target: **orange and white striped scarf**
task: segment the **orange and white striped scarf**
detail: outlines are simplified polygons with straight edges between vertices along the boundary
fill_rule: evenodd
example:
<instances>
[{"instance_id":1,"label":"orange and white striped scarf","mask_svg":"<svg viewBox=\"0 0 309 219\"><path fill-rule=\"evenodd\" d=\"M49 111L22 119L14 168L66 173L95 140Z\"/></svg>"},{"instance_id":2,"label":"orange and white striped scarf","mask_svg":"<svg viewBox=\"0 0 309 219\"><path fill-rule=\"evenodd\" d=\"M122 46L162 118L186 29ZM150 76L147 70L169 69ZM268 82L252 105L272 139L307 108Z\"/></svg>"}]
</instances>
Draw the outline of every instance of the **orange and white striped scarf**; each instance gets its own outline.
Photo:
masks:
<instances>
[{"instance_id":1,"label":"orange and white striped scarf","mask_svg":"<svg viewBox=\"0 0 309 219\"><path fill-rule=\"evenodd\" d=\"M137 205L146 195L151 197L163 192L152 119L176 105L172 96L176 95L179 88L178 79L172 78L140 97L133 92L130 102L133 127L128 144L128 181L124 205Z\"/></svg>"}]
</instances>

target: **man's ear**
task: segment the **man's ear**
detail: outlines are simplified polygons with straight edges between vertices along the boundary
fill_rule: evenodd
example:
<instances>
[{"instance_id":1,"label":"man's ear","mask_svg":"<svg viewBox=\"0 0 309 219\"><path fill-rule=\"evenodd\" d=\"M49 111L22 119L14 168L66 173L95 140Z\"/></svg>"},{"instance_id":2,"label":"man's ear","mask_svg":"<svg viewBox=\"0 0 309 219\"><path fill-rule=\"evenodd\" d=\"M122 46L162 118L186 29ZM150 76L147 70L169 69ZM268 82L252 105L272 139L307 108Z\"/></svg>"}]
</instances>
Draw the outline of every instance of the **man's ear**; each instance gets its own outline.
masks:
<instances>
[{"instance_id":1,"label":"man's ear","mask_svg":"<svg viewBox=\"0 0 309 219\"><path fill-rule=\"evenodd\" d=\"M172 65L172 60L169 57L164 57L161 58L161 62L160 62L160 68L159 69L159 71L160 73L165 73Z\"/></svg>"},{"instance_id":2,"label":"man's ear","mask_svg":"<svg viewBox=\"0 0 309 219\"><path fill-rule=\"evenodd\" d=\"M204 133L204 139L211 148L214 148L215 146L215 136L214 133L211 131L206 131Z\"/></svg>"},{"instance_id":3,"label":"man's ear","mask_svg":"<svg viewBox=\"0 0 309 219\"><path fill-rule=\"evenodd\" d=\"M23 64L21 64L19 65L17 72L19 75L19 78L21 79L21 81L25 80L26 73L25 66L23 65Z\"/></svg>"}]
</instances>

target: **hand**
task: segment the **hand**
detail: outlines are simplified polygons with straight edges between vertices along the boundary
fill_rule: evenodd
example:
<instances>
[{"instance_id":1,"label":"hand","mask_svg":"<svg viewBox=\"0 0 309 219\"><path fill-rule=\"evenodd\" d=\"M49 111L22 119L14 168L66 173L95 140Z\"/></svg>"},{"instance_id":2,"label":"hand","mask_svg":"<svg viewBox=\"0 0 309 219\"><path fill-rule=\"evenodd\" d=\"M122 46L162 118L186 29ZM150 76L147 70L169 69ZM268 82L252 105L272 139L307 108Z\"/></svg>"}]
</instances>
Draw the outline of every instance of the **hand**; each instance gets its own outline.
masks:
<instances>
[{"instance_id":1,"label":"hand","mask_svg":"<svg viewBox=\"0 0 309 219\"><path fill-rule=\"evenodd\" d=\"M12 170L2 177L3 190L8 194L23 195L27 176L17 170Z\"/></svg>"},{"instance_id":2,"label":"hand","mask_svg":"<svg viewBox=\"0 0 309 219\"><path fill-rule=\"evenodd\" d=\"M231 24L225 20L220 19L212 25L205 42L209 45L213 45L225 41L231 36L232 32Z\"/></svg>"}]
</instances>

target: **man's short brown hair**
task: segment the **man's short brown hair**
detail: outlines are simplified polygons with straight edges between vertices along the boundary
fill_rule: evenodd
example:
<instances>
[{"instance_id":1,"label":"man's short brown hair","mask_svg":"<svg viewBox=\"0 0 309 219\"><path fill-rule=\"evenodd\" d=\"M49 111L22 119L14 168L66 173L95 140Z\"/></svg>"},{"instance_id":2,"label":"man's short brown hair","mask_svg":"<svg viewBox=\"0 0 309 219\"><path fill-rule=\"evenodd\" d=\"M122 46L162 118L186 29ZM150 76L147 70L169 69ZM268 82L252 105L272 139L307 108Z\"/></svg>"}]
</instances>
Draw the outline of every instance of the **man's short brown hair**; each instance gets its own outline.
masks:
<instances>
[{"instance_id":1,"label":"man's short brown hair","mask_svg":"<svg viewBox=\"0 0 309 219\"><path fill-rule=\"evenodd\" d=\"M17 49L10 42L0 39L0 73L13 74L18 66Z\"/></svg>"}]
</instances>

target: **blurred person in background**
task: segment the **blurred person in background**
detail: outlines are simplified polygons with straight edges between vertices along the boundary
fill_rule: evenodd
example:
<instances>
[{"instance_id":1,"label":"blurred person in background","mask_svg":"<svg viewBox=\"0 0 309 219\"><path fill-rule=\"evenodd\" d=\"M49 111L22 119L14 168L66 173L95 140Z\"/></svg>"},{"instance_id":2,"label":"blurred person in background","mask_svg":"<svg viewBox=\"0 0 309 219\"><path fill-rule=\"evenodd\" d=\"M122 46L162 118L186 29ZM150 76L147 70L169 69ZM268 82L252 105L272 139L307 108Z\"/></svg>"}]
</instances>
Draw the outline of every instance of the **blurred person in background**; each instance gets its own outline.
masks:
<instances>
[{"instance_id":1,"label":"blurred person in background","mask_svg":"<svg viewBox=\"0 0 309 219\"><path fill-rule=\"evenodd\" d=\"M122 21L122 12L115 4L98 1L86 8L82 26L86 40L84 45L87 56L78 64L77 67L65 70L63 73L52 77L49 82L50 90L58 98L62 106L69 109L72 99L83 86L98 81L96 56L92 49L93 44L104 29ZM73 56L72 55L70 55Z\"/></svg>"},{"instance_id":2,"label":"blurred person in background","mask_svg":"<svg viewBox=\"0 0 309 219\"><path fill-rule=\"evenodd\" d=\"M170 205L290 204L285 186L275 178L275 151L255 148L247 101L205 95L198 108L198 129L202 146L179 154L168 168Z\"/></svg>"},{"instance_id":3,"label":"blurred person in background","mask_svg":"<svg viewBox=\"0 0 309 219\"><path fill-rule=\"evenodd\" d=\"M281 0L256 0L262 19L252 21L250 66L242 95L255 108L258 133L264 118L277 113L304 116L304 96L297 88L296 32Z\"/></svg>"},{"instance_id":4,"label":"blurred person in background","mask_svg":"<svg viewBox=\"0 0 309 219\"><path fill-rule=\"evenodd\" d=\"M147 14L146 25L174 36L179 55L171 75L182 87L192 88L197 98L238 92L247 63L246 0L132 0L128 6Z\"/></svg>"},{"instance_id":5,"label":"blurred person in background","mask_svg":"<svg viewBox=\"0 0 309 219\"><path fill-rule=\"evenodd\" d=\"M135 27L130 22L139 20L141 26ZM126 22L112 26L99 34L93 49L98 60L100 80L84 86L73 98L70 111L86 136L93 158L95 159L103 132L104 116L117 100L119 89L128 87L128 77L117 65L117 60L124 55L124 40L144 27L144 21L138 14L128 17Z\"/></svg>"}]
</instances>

____________

§ WRITTEN EXERCISE
Gather every line in the items above that contains the word "scarf", and copy each one unchanged.

§ COMPLETE ANSWER
target: **orange and white striped scarf**
task: segment the **orange and white striped scarf**
[{"instance_id":1,"label":"orange and white striped scarf","mask_svg":"<svg viewBox=\"0 0 309 219\"><path fill-rule=\"evenodd\" d=\"M49 111L22 119L14 168L66 173L95 140Z\"/></svg>"},{"instance_id":2,"label":"orange and white striped scarf","mask_svg":"<svg viewBox=\"0 0 309 219\"><path fill-rule=\"evenodd\" d=\"M122 46L162 118L186 29ZM150 76L147 70L169 69ZM268 82L252 105L272 139L307 108Z\"/></svg>"}]
Draw the outline of every instance of the **orange and white striped scarf**; each instance gets its own outline.
[{"instance_id":1,"label":"orange and white striped scarf","mask_svg":"<svg viewBox=\"0 0 309 219\"><path fill-rule=\"evenodd\" d=\"M137 205L146 195L151 197L163 192L152 119L176 105L172 96L176 95L179 88L178 79L172 78L140 97L133 92L130 102L133 127L128 144L128 181L124 205Z\"/></svg>"}]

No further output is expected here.